§ What the task asks
Write out the stretch of records from the line containing "of the overcast" through the line containing "[[343, 158], [192, 262]]", swapping "moss patch" for "lichen patch" and keeping everything else the same.

════════════════════

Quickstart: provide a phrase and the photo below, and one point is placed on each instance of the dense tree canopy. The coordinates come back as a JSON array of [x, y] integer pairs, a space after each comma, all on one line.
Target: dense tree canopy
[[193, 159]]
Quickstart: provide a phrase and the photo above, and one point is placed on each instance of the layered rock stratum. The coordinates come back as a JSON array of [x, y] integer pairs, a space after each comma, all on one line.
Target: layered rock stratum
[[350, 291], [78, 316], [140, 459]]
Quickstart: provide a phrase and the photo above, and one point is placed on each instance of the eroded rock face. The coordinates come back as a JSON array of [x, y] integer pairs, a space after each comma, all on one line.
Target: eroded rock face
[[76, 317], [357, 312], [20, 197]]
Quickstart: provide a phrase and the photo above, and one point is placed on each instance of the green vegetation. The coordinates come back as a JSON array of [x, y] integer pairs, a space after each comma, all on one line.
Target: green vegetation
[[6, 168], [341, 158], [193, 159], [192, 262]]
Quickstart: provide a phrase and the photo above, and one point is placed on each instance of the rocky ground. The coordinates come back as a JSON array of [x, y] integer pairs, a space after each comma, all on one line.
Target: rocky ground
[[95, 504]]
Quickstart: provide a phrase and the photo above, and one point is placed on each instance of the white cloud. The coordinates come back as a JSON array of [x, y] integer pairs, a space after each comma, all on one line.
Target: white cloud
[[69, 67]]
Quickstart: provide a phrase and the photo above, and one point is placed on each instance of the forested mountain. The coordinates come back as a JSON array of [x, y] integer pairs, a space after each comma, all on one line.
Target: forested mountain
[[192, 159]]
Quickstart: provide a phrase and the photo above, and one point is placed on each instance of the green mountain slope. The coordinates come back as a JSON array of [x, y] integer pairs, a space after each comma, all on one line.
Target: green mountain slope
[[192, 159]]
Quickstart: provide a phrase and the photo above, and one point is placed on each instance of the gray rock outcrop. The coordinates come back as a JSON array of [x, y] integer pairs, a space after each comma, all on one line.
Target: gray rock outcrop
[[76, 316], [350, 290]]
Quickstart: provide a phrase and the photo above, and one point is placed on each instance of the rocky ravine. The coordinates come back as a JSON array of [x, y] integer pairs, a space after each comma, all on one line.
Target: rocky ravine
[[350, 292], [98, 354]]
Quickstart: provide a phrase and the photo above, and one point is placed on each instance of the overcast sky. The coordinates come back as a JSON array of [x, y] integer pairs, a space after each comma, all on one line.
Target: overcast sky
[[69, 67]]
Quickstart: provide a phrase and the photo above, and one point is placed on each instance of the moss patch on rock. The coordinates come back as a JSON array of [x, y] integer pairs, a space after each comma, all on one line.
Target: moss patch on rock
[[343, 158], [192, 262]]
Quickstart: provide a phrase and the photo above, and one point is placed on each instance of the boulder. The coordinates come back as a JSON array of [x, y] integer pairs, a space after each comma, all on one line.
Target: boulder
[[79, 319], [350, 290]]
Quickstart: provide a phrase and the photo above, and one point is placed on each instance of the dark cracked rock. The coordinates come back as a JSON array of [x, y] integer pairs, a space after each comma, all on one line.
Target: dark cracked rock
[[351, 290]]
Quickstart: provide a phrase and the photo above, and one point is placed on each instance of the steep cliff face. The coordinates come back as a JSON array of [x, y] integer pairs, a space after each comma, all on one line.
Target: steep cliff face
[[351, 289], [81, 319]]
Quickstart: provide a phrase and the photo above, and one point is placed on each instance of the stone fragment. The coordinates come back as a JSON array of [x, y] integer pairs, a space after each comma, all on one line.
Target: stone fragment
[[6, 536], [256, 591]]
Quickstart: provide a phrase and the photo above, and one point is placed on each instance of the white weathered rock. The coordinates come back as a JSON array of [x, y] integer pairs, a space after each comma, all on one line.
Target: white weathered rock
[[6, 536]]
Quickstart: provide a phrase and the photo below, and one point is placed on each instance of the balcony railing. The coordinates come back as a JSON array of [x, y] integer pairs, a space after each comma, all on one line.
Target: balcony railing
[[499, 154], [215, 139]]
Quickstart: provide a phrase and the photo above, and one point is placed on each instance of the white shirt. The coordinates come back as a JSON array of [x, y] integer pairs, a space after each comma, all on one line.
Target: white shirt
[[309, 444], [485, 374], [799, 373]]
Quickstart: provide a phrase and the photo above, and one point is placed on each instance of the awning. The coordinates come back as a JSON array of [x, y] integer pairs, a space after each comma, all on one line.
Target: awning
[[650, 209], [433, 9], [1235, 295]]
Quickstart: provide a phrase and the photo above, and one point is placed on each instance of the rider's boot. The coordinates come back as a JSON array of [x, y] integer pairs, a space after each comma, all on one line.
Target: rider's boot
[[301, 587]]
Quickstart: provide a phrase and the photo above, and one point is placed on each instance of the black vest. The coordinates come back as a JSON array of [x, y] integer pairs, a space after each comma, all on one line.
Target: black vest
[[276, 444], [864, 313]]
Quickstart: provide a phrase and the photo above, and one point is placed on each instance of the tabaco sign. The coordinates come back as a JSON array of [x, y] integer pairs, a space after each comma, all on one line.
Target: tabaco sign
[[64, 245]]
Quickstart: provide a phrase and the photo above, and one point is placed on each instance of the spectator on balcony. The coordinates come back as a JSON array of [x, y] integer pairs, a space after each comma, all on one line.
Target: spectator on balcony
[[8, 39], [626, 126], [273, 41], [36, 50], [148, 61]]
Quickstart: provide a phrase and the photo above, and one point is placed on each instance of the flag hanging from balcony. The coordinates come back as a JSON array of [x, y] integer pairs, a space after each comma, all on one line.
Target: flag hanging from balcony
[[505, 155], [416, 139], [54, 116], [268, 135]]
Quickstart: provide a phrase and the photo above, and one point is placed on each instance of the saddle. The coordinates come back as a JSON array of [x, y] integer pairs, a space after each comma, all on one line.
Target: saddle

════════════════════

§ Problem solution
Quickstart: provide a phrase and the photo above, and one point is placed on each instance of the overcast sky. The coordinates come back as a JSON array of [x, y] integer pairs, a space after each comma, all on one line.
Target: overcast sky
[[69, 67]]
Quickstart: provide a phrase and the photo above, and one point is placed on each instance of the lichen patch on rock. The coordinates come back as a JSON array of [x, y] integer pairs, a space after each comma, all on one line.
Target: lichen patch on rock
[[343, 158], [192, 262]]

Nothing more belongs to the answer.